Extracted records:
*** Block opens ***

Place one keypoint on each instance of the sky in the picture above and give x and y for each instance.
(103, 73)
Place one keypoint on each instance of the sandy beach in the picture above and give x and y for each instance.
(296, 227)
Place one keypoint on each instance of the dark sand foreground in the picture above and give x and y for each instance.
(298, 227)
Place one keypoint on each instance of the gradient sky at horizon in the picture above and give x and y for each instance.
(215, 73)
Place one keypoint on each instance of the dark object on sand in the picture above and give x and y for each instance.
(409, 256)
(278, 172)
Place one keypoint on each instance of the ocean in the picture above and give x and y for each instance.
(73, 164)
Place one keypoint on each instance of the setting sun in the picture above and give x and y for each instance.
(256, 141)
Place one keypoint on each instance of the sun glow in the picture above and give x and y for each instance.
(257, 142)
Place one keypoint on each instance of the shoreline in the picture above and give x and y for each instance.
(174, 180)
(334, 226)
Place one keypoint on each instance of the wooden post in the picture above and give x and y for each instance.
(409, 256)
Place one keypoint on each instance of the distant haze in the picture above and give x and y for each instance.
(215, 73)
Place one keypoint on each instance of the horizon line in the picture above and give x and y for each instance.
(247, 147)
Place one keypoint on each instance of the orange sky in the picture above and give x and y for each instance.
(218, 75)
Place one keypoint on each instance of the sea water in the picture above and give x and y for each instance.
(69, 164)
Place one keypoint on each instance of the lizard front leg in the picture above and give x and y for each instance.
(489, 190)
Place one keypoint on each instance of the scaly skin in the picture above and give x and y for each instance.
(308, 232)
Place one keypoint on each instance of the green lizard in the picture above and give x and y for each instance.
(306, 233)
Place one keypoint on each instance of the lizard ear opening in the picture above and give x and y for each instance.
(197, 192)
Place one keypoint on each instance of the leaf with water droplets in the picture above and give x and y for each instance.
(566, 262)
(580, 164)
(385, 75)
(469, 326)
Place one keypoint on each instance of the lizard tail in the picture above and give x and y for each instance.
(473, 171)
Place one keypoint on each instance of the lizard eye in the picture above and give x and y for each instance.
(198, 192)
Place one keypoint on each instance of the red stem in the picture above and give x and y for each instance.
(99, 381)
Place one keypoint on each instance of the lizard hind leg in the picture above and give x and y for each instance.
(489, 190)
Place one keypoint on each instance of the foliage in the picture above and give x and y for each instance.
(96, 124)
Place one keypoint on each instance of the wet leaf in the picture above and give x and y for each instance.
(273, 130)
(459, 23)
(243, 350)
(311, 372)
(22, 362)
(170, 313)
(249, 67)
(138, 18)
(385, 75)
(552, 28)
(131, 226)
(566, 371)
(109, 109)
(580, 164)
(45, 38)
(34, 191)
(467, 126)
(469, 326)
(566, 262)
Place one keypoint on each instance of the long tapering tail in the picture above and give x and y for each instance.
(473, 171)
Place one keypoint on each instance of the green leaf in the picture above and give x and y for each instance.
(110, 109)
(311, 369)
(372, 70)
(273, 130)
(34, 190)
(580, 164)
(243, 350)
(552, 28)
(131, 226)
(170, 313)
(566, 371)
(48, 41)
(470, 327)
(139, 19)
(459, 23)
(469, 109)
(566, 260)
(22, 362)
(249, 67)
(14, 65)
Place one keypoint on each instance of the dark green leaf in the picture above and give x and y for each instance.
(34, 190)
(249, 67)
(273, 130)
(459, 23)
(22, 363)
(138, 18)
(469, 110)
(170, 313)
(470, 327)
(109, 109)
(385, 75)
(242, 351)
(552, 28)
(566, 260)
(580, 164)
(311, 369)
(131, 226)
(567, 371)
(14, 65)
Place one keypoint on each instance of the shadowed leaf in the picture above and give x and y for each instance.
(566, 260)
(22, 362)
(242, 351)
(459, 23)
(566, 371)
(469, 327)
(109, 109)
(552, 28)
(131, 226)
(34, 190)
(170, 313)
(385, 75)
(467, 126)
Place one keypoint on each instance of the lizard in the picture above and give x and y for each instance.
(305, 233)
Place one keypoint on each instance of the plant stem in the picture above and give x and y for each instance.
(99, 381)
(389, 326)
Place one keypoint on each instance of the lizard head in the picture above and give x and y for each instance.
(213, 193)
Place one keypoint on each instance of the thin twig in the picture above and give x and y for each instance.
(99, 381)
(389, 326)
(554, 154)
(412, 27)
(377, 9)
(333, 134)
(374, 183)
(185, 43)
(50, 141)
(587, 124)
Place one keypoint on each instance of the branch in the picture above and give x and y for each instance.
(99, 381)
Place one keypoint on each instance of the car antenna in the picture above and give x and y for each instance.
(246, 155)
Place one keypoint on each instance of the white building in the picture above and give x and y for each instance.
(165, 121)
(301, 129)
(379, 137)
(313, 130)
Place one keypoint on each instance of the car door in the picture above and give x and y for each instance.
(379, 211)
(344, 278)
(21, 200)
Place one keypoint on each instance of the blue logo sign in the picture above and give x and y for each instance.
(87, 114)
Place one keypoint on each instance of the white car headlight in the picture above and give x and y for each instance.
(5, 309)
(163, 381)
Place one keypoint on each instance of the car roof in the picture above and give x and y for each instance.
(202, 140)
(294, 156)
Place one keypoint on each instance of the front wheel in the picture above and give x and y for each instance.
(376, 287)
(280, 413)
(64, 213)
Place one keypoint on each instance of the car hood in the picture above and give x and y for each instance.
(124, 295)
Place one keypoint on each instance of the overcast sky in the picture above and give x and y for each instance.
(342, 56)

*** Block closes ***

Prompt:
Give the entries again in full, with nothing changed.

Your solution:
Place one keypoint on each instance of the sky in the picture above and give x and y for each instance.
(103, 73)
Place one keypoint on each instance of the sandy beach in the picture above and give x and y for each instance.
(296, 227)
Place one keypoint on each instance of the dark sand foreground in the picture above and give x and y for each instance.
(298, 227)
Place one keypoint on each instance of the gradient sky at horizon in the picture above and give x and y for each instance.
(215, 73)
Place one keypoint on each instance of the dark object on sand in the picture above and give x and y for each instance.
(409, 256)
(278, 172)
Place one keypoint on each instance of the ocean in the picture above and give x and y for each instance.
(73, 164)
Place one keypoint on each instance of the setting sun in the picture above and give x and y for each instance.
(256, 141)
Place one keypoint on each instance of the sun glow in the picture above and give x and y for each instance.
(257, 142)
Place one keypoint on each instance of the shoreline in the picture above and give x and y for each instance.
(174, 180)
(334, 226)
Place one keypoint on each instance of the wooden post in the picture above and give x and y for each instance.
(409, 256)
Place one keypoint on each instance of the distant haze in the picture above and give x and y for each instance.
(215, 73)
Place one keypoint on each instance of the horizon line in the picture above and give x and y for each instance.
(247, 147)
Place one keypoint on each instance of the orange sky in the picture above and give x and y for each instance.
(218, 75)
Place one keypoint on each instance of the sea water in the picture above and give x and y for each instance.
(69, 164)
Place one keypoint on each instance of the lizard front leg in the picture above and give x and y for each instance.
(489, 190)
Place one keypoint on each instance of the scaly skin in the picture above and give x and y for each instance.
(308, 232)
Place one keypoint on each instance of the green lizard in the picture above and give x and y for each instance.
(306, 233)
Place one keypoint on each instance of the lizard ear opening in the picture above and give x and y for each instance.
(197, 192)
Place one keypoint on each instance of the leaf with water droplets in the picture above and give x and y for each instance.
(566, 262)
(580, 164)
(385, 75)
(469, 326)
Place one keypoint on each instance of the lizard tail in the picture above and give x and y for each instance.
(473, 171)
Place one keypoint on each instance of the lizard eye in the picture above and give x and y for each instance.
(198, 192)
Place one keypoint on each instance of the red stem in the picture above and give x and y for each instance.
(99, 381)
Place one keypoint on each instance of the lizard hind leg in the picture above and give x and y for each instance.
(489, 190)
Place one keypoint on each instance of the foliage in the picture above and give x and y for each instance.
(96, 124)
Place one keypoint on each instance of the wet leaf in the picture above and give x and y for each instance.
(273, 130)
(459, 23)
(243, 350)
(311, 372)
(22, 362)
(170, 313)
(249, 67)
(138, 18)
(385, 75)
(552, 28)
(131, 226)
(566, 371)
(109, 109)
(580, 164)
(45, 38)
(34, 191)
(467, 126)
(469, 326)
(566, 262)
Place one keypoint on each instance of the long tapering tail in the picture above and give x and y for each instance.
(473, 171)
Place one keypoint on each instance of the green leaf in the picture above and give x and y for each instance.
(110, 109)
(311, 369)
(372, 70)
(273, 130)
(34, 190)
(580, 164)
(243, 350)
(552, 28)
(131, 226)
(170, 313)
(566, 371)
(48, 41)
(470, 327)
(139, 19)
(459, 23)
(469, 109)
(566, 260)
(22, 362)
(249, 67)
(14, 65)
Place one keypoint on each instance of the dark green leaf in the picture above and give x and y for each instance.
(34, 190)
(249, 67)
(273, 130)
(459, 23)
(22, 363)
(138, 18)
(469, 110)
(170, 313)
(470, 327)
(109, 109)
(385, 75)
(242, 351)
(552, 28)
(566, 260)
(580, 164)
(311, 369)
(131, 226)
(567, 371)
(14, 65)
Place one keypoint on each instance of the shadowed leaf in the picture above and give x and y for each instance.
(566, 260)
(22, 362)
(242, 351)
(459, 23)
(566, 371)
(469, 327)
(109, 109)
(552, 28)
(131, 226)
(34, 190)
(170, 313)
(385, 75)
(467, 126)
Place one keypoint on each instance of the lizard in the picture above and give x and y for each instance.
(305, 233)
Place one keypoint on each instance of the plant stem in the picture above and give x and y for each instance.
(99, 381)
(389, 326)
Place one keypoint on each instance of the lizard head in the picture above and give x and y for each instance.
(213, 193)
Place one keypoint on each instance of the thin twig in the picture above and give x and y for each instance.
(99, 381)
(389, 326)
(554, 154)
(412, 27)
(377, 9)
(333, 134)
(374, 183)
(185, 43)
(50, 141)
(587, 124)
Place one keypoint on each instance of the branch in the picture above and give x and y for each instance.
(99, 381)
Place one keypoint on each instance of the car antenna in the picture above and give x and y for each instance.
(246, 155)
Place one keypoint on each instance of the white building in the picture above and give x and y for each instance.
(165, 121)
(301, 129)
(379, 137)
(313, 130)
Place one keypoint on each instance of the car door in the picture above and give x and y for each instance.
(379, 211)
(344, 278)
(21, 200)
Place one keypoint on each instance of the blue logo sign in the picture above and give x and y for each instance.
(87, 114)
Place one keypoint on each instance of the white car headlight in the picture above and give x and y for each instance.
(5, 309)
(163, 381)
Place one keypoint on each instance of the car roof in the picture above and give x and y for each instance.
(202, 140)
(294, 156)
Place one keypoint on each instance of the front wheel in the picture above and give x and y for each instance.
(376, 287)
(280, 413)
(64, 213)
Place one keypoint on each instance of the car hood in the picture above and give x and y for each instance.
(124, 295)
Place one keypoint on each instance of the overcast sky in the picture above and give x and y for each instance.
(342, 56)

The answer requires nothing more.